* [TRY IT] What lines below hold the string "skyscraper"? Copy them all.

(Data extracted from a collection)
..........

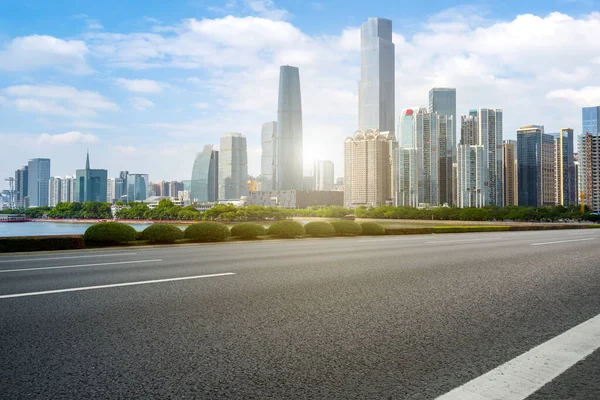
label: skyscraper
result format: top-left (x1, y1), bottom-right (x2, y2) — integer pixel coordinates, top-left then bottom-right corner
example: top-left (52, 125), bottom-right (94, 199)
top-left (48, 177), bottom-right (62, 207)
top-left (261, 121), bottom-right (277, 191)
top-left (75, 152), bottom-right (108, 203)
top-left (582, 106), bottom-right (600, 136)
top-left (476, 109), bottom-right (504, 207)
top-left (437, 114), bottom-right (454, 206)
top-left (191, 145), bottom-right (219, 202)
top-left (579, 106), bottom-right (600, 210)
top-left (276, 65), bottom-right (303, 190)
top-left (169, 181), bottom-right (184, 199)
top-left (460, 114), bottom-right (478, 145)
top-left (219, 133), bottom-right (248, 200)
top-left (398, 108), bottom-right (419, 147)
top-left (126, 174), bottom-right (150, 202)
top-left (503, 140), bottom-right (518, 206)
top-left (554, 128), bottom-right (576, 206)
top-left (313, 160), bottom-right (335, 191)
top-left (415, 108), bottom-right (438, 205)
top-left (517, 125), bottom-right (556, 207)
top-left (429, 88), bottom-right (456, 150)
top-left (61, 176), bottom-right (75, 203)
top-left (107, 178), bottom-right (116, 203)
top-left (395, 147), bottom-right (418, 206)
top-left (115, 171), bottom-right (129, 202)
top-left (14, 166), bottom-right (28, 209)
top-left (27, 158), bottom-right (51, 207)
top-left (457, 144), bottom-right (486, 208)
top-left (359, 18), bottom-right (395, 133)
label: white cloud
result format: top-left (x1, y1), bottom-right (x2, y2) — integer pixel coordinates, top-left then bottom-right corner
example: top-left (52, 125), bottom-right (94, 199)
top-left (547, 87), bottom-right (600, 107)
top-left (245, 0), bottom-right (290, 21)
top-left (193, 102), bottom-right (210, 109)
top-left (3, 84), bottom-right (118, 118)
top-left (116, 78), bottom-right (166, 93)
top-left (88, 21), bottom-right (104, 30)
top-left (131, 97), bottom-right (155, 110)
top-left (38, 131), bottom-right (100, 145)
top-left (116, 145), bottom-right (137, 153)
top-left (0, 35), bottom-right (91, 74)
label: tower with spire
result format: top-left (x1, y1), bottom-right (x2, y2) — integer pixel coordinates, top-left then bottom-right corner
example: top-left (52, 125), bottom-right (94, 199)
top-left (74, 150), bottom-right (108, 203)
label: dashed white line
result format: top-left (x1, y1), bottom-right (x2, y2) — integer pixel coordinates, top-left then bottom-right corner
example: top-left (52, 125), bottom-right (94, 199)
top-left (531, 238), bottom-right (597, 246)
top-left (0, 253), bottom-right (139, 263)
top-left (0, 272), bottom-right (236, 299)
top-left (0, 259), bottom-right (162, 273)
top-left (436, 313), bottom-right (600, 400)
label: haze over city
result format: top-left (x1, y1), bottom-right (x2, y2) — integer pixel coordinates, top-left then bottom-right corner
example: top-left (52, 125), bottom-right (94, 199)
top-left (1, 0), bottom-right (599, 184)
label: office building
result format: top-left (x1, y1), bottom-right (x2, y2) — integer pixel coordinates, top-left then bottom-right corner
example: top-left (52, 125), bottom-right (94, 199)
top-left (48, 177), bottom-right (62, 207)
top-left (115, 171), bottom-right (128, 202)
top-left (429, 88), bottom-right (456, 134)
top-left (517, 125), bottom-right (556, 207)
top-left (261, 121), bottom-right (277, 191)
top-left (61, 176), bottom-right (75, 203)
top-left (219, 133), bottom-right (248, 200)
top-left (27, 158), bottom-right (51, 207)
top-left (191, 145), bottom-right (219, 202)
top-left (74, 152), bottom-right (108, 203)
top-left (554, 128), bottom-right (576, 206)
top-left (344, 129), bottom-right (393, 207)
top-left (160, 181), bottom-right (170, 197)
top-left (398, 108), bottom-right (419, 147)
top-left (125, 174), bottom-right (149, 202)
top-left (107, 178), bottom-right (116, 203)
top-left (503, 140), bottom-right (518, 206)
top-left (169, 181), bottom-right (184, 199)
top-left (14, 166), bottom-right (28, 208)
top-left (457, 144), bottom-right (486, 208)
top-left (276, 66), bottom-right (303, 190)
top-left (359, 18), bottom-right (395, 134)
top-left (314, 160), bottom-right (334, 191)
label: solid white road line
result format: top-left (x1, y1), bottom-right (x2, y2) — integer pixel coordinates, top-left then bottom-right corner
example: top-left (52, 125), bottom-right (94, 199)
top-left (0, 272), bottom-right (236, 299)
top-left (0, 259), bottom-right (162, 273)
top-left (436, 313), bottom-right (600, 400)
top-left (531, 238), bottom-right (597, 246)
top-left (0, 253), bottom-right (139, 263)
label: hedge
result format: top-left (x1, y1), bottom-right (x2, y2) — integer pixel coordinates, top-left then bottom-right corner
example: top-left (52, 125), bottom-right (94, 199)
top-left (360, 222), bottom-right (385, 235)
top-left (433, 226), bottom-right (510, 233)
top-left (230, 223), bottom-right (267, 239)
top-left (267, 220), bottom-right (305, 238)
top-left (384, 227), bottom-right (435, 235)
top-left (330, 220), bottom-right (362, 236)
top-left (0, 235), bottom-right (85, 253)
top-left (84, 222), bottom-right (138, 245)
top-left (142, 224), bottom-right (184, 243)
top-left (304, 221), bottom-right (335, 237)
top-left (184, 222), bottom-right (230, 242)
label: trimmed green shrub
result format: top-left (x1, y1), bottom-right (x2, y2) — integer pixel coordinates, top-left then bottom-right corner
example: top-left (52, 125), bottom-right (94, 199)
top-left (360, 222), bottom-right (385, 235)
top-left (142, 224), bottom-right (184, 243)
top-left (0, 235), bottom-right (85, 253)
top-left (231, 223), bottom-right (267, 239)
top-left (184, 222), bottom-right (230, 242)
top-left (304, 221), bottom-right (335, 237)
top-left (84, 222), bottom-right (138, 245)
top-left (266, 220), bottom-right (305, 238)
top-left (330, 220), bottom-right (362, 236)
top-left (433, 226), bottom-right (510, 233)
top-left (384, 228), bottom-right (435, 235)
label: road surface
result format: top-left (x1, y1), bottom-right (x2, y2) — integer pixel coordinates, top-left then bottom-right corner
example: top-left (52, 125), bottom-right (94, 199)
top-left (1, 229), bottom-right (599, 399)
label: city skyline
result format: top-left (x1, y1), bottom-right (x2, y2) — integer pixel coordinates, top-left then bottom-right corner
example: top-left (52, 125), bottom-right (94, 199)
top-left (1, 2), bottom-right (599, 186)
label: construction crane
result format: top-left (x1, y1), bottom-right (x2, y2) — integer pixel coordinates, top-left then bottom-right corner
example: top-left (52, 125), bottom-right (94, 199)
top-left (4, 177), bottom-right (15, 209)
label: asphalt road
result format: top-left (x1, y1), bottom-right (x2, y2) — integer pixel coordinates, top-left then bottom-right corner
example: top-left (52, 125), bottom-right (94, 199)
top-left (1, 229), bottom-right (599, 399)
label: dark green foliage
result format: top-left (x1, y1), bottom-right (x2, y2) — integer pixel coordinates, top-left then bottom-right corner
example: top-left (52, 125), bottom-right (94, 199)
top-left (384, 228), bottom-right (435, 235)
top-left (433, 226), bottom-right (510, 233)
top-left (84, 222), bottom-right (138, 244)
top-left (48, 202), bottom-right (112, 219)
top-left (184, 223), bottom-right (230, 242)
top-left (304, 221), bottom-right (335, 237)
top-left (0, 235), bottom-right (85, 253)
top-left (266, 220), bottom-right (305, 238)
top-left (230, 223), bottom-right (267, 239)
top-left (360, 222), bottom-right (385, 235)
top-left (142, 224), bottom-right (184, 243)
top-left (330, 220), bottom-right (362, 236)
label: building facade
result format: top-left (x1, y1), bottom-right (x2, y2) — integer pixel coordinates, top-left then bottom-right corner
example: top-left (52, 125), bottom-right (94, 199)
top-left (276, 66), bottom-right (303, 190)
top-left (126, 174), bottom-right (150, 202)
top-left (61, 176), bottom-right (75, 203)
top-left (191, 145), bottom-right (219, 203)
top-left (554, 128), bottom-right (576, 206)
top-left (579, 133), bottom-right (600, 211)
top-left (398, 108), bottom-right (418, 147)
top-left (502, 140), bottom-right (518, 206)
top-left (314, 160), bottom-right (335, 191)
top-left (415, 109), bottom-right (438, 206)
top-left (219, 133), bottom-right (248, 200)
top-left (14, 166), bottom-right (28, 209)
top-left (457, 145), bottom-right (486, 208)
top-left (261, 121), bottom-right (277, 191)
top-left (27, 158), bottom-right (51, 207)
top-left (437, 114), bottom-right (454, 206)
top-left (48, 177), bottom-right (62, 207)
top-left (517, 125), bottom-right (556, 207)
top-left (74, 153), bottom-right (108, 203)
top-left (395, 147), bottom-right (418, 206)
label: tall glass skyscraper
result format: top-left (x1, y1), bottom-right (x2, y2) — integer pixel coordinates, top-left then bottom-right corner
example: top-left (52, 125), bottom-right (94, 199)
top-left (126, 174), bottom-right (150, 202)
top-left (75, 152), bottom-right (108, 203)
top-left (518, 125), bottom-right (555, 207)
top-left (399, 108), bottom-right (418, 147)
top-left (579, 106), bottom-right (600, 210)
top-left (359, 18), bottom-right (395, 133)
top-left (27, 158), bottom-right (51, 207)
top-left (261, 121), bottom-right (277, 191)
top-left (191, 145), bottom-right (218, 202)
top-left (219, 133), bottom-right (248, 200)
top-left (582, 106), bottom-right (600, 136)
top-left (276, 65), bottom-right (303, 190)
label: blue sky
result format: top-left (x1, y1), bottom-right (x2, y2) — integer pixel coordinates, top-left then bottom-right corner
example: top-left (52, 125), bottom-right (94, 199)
top-left (1, 0), bottom-right (600, 188)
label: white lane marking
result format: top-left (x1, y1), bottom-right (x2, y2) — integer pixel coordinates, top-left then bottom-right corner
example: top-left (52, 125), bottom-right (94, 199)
top-left (0, 272), bottom-right (236, 299)
top-left (0, 253), bottom-right (139, 263)
top-left (426, 238), bottom-right (500, 244)
top-left (358, 237), bottom-right (428, 242)
top-left (531, 238), bottom-right (597, 246)
top-left (0, 259), bottom-right (162, 273)
top-left (436, 313), bottom-right (600, 400)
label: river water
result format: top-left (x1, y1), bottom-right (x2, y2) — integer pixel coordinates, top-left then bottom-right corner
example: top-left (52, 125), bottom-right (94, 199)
top-left (0, 221), bottom-right (179, 237)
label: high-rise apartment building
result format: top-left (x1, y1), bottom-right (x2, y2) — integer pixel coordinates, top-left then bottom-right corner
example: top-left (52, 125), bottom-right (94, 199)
top-left (395, 147), bottom-right (418, 206)
top-left (313, 160), bottom-right (335, 191)
top-left (359, 18), bottom-right (395, 134)
top-left (460, 114), bottom-right (478, 145)
top-left (517, 125), bottom-right (556, 206)
top-left (27, 158), bottom-right (51, 207)
top-left (415, 108), bottom-right (438, 206)
top-left (554, 128), bottom-right (576, 206)
top-left (344, 129), bottom-right (394, 207)
top-left (48, 177), bottom-right (62, 207)
top-left (61, 176), bottom-right (75, 203)
top-left (429, 88), bottom-right (456, 131)
top-left (160, 181), bottom-right (170, 197)
top-left (502, 140), bottom-right (518, 206)
top-left (261, 121), bottom-right (277, 191)
top-left (398, 108), bottom-right (418, 147)
top-left (106, 178), bottom-right (115, 203)
top-left (579, 133), bottom-right (600, 211)
top-left (219, 133), bottom-right (248, 200)
top-left (457, 144), bottom-right (486, 208)
top-left (14, 166), bottom-right (28, 208)
top-left (437, 114), bottom-right (454, 206)
top-left (191, 145), bottom-right (218, 203)
top-left (276, 66), bottom-right (303, 190)
top-left (74, 152), bottom-right (108, 203)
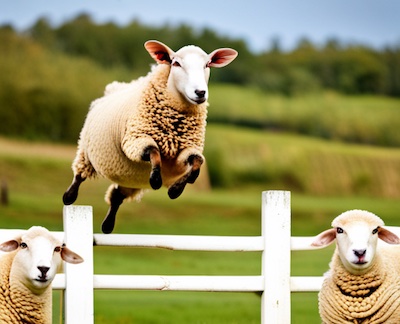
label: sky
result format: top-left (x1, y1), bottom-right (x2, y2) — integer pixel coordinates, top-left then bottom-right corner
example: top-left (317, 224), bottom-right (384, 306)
top-left (1, 0), bottom-right (400, 53)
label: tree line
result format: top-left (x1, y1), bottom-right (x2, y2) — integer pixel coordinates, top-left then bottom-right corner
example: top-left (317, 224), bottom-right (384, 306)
top-left (26, 13), bottom-right (400, 96)
top-left (0, 14), bottom-right (399, 144)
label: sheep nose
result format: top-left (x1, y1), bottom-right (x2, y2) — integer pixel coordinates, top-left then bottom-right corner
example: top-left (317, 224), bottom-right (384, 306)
top-left (37, 266), bottom-right (50, 276)
top-left (195, 90), bottom-right (206, 98)
top-left (353, 249), bottom-right (366, 257)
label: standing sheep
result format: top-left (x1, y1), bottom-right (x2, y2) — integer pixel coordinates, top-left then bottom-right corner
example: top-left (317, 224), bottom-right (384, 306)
top-left (63, 40), bottom-right (238, 233)
top-left (0, 226), bottom-right (83, 324)
top-left (311, 210), bottom-right (400, 323)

..........

* [EXERCISE RESPONSE]
label: skyscraper
label: tall glass skyscraper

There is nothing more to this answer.